▶ Passage:
· · ·

Security testing: need for a security policy, and a security-critical package process

Gene Czarcinski gene at czarc.net
Tue Dec 1 17:47:26 UTC 2009


On Monday 30 November 2009 18:16:50 Adam Williamson wrote:
> On Mon, 2009-11-30 at 15:17 -0500, Eric Christensen wrote:
> > Gene,
> > (Ahh... someone with a similar background...)
> >
> > So the biggest question, to me, is to what standard do we start?
> > There are plenty to choose from from DISA to NIST.  I, personally,
> > find the NSA's "Guide to the Secure Configuration of Red Hat
> > Enterprise Linux 5" very good and might be a good place to start.  I'm
> > not saying that we do everything that is in the guide but maybe take
> > the guide and strike things out that don't make sense and add stuff to
> > it that does make sense.
> 
> Thanks for the thoughts, Gene and Eric. You seem to be running a long
> way ahead here :). I should probably say that I think I mistitled the
> thread: what I was really thinking about here is not 'security', but the
> more limited area of 'privilege escalation'. I'm not sure we're ready to
> bite off a comprehensive distro-wide security policy yet, to the extent
> you two are discussing.

· · ·

▶ Entries supplied:
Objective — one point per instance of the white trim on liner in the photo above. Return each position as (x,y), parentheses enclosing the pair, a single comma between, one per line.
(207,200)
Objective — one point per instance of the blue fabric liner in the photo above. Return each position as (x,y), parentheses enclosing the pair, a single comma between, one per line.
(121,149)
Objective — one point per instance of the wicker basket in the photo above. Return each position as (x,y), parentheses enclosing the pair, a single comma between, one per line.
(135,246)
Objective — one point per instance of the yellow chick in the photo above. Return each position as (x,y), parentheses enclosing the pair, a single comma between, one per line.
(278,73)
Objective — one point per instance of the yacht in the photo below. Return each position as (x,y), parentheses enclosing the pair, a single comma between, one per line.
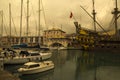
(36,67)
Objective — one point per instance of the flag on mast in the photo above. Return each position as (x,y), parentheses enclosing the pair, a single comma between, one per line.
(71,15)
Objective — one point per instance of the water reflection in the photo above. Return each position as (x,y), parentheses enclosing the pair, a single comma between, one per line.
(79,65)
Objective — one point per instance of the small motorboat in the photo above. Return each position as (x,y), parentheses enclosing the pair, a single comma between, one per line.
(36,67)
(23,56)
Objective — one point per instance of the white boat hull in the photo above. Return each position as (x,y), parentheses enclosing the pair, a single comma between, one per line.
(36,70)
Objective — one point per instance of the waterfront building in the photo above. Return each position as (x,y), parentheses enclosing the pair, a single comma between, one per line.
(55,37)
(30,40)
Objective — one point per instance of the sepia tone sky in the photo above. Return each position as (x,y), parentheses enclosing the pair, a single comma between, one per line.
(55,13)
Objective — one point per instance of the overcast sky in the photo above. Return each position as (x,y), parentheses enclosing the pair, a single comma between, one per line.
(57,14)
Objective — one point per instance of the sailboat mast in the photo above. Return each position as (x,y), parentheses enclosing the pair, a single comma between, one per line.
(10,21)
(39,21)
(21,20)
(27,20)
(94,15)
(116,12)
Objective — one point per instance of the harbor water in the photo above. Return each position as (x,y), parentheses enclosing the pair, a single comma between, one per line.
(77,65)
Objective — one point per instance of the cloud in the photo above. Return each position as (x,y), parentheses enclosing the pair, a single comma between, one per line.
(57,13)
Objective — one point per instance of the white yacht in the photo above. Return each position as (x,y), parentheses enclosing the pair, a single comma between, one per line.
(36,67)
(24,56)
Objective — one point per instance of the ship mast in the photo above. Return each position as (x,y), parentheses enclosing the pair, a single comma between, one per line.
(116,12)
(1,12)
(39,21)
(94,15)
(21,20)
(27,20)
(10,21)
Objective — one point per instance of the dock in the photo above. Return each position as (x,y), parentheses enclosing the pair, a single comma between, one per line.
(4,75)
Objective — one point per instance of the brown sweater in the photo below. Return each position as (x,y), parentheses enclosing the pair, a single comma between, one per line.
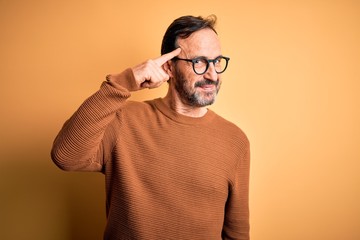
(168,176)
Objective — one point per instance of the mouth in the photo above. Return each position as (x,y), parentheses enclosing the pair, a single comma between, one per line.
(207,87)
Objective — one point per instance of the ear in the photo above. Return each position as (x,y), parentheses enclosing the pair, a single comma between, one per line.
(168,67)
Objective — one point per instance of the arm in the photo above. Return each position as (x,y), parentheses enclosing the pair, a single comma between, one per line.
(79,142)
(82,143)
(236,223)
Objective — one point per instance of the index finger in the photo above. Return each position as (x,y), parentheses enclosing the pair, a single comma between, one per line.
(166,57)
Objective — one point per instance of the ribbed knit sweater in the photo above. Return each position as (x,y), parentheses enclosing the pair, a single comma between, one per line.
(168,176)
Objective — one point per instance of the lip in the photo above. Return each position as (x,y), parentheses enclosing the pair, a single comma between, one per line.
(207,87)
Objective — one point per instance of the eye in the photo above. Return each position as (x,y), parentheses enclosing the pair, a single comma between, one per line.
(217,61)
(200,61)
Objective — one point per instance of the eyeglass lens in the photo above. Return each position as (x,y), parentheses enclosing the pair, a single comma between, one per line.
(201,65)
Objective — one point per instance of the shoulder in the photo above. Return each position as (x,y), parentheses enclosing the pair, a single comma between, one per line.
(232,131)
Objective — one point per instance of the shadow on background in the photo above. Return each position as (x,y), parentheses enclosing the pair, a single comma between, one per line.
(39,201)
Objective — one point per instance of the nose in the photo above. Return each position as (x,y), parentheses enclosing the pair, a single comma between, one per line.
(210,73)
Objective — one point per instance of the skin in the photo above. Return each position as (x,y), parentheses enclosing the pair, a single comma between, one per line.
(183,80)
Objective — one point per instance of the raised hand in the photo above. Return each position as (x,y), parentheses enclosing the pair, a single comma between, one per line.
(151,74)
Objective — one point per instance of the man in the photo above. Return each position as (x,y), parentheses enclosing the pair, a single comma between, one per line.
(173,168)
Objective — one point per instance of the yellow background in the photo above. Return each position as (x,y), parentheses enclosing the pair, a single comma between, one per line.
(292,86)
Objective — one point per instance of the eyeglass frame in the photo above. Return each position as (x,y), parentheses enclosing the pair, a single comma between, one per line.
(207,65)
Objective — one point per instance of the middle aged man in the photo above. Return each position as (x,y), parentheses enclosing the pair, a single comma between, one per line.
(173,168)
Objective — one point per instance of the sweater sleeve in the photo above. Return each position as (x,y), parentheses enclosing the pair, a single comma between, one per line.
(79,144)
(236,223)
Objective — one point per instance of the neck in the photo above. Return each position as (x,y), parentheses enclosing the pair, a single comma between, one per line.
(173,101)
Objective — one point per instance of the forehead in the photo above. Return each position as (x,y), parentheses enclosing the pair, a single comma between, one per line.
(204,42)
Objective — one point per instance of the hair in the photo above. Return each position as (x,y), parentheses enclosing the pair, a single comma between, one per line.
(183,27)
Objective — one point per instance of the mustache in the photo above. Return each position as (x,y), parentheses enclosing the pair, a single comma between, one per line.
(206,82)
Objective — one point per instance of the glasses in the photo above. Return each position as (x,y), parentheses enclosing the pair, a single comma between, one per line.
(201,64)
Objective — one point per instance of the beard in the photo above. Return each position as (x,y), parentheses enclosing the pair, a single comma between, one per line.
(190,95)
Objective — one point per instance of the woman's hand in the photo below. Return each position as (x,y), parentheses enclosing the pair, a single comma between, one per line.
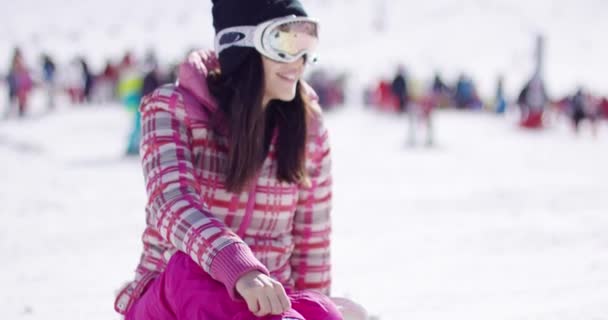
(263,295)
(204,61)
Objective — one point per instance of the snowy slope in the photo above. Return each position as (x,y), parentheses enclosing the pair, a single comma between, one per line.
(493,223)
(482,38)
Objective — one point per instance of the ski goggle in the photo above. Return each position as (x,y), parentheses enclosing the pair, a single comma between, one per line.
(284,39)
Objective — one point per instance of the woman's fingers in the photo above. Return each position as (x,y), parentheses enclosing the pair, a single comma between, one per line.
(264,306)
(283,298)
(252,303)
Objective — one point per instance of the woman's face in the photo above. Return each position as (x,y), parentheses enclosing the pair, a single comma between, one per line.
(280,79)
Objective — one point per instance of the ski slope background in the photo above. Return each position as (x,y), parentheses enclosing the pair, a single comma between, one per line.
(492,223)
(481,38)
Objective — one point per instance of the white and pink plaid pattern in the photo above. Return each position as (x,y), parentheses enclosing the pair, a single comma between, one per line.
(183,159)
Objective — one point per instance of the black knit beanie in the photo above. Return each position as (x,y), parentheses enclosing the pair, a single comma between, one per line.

· · ·

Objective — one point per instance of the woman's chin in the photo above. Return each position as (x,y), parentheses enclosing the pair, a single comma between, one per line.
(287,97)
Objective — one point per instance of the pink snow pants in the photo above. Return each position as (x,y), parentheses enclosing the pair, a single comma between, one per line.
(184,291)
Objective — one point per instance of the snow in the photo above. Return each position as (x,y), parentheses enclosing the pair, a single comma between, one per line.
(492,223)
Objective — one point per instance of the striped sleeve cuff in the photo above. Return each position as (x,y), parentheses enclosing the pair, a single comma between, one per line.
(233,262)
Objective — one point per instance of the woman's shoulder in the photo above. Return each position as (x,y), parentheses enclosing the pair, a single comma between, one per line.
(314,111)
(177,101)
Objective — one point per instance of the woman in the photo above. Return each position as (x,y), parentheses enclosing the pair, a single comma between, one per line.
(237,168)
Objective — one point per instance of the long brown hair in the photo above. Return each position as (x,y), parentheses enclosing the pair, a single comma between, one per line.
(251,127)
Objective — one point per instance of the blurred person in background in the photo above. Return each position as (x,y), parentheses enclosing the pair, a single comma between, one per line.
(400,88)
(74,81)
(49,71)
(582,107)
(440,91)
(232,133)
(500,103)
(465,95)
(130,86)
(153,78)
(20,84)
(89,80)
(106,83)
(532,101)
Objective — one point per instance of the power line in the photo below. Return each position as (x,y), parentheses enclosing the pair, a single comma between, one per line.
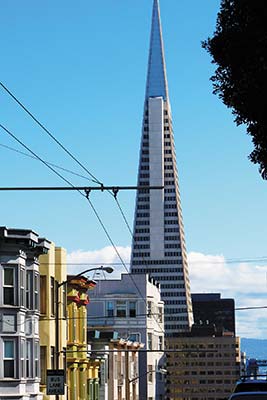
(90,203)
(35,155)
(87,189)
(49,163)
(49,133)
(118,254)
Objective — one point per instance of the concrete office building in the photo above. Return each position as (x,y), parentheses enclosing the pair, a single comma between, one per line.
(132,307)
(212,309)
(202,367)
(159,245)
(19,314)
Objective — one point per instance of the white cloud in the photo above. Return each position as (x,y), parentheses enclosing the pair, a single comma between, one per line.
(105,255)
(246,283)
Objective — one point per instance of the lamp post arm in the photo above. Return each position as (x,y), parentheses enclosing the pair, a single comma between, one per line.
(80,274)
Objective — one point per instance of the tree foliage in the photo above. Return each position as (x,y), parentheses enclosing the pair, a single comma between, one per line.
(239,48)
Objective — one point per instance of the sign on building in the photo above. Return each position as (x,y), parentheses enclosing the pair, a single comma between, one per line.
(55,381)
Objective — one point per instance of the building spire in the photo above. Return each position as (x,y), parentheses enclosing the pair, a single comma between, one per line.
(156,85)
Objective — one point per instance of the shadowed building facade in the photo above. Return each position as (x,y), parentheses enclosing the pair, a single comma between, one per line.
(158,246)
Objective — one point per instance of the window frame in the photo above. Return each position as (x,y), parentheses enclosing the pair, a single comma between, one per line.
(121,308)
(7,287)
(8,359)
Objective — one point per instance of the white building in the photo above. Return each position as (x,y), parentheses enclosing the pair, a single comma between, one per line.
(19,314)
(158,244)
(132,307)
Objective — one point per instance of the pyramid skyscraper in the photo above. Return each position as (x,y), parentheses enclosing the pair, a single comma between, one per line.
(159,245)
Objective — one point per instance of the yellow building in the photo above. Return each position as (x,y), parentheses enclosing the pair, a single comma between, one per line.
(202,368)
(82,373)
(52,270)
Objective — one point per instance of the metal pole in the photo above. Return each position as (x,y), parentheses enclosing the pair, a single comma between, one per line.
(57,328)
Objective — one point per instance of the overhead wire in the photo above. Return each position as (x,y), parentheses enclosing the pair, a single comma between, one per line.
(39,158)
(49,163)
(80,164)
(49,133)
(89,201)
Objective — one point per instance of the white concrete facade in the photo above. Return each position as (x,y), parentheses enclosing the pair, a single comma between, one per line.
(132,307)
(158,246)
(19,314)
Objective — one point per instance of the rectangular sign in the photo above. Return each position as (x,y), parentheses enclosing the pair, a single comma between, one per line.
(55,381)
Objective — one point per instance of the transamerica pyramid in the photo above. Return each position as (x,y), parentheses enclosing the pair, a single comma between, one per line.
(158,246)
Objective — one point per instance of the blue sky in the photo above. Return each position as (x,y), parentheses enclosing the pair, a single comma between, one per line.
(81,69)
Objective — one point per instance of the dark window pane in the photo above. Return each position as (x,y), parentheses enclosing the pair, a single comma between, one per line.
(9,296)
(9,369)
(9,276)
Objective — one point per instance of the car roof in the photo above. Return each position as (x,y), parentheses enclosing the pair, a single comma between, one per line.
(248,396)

· · ·

▶ Task to complete: Copy the stretch of the security testing message from "On Monday 30" through "does make sense." word for word.

▶ Expected answer:
On Monday 30 November 2009 18:16:50 Adam Williamson wrote:
> On Mon, 2009-11-30 at 15:17 -0500, Eric Christensen wrote:
> > Gene,
> > (Ahh... someone with a similar background...)
> >
> > So the biggest question, to me, is to what standard do we start?
> > There are plenty to choose from from DISA to NIST.  I, personally,
> > find the NSA's "Guide to the Secure Configuration of Red Hat
> > Enterprise Linux 5" very good and might be a good place to start.  I'm
> > not saying that we do everything that is in the guide but maybe take
> > the guide and strike things out that don't make sense and add stuff to
> > it that does make sense.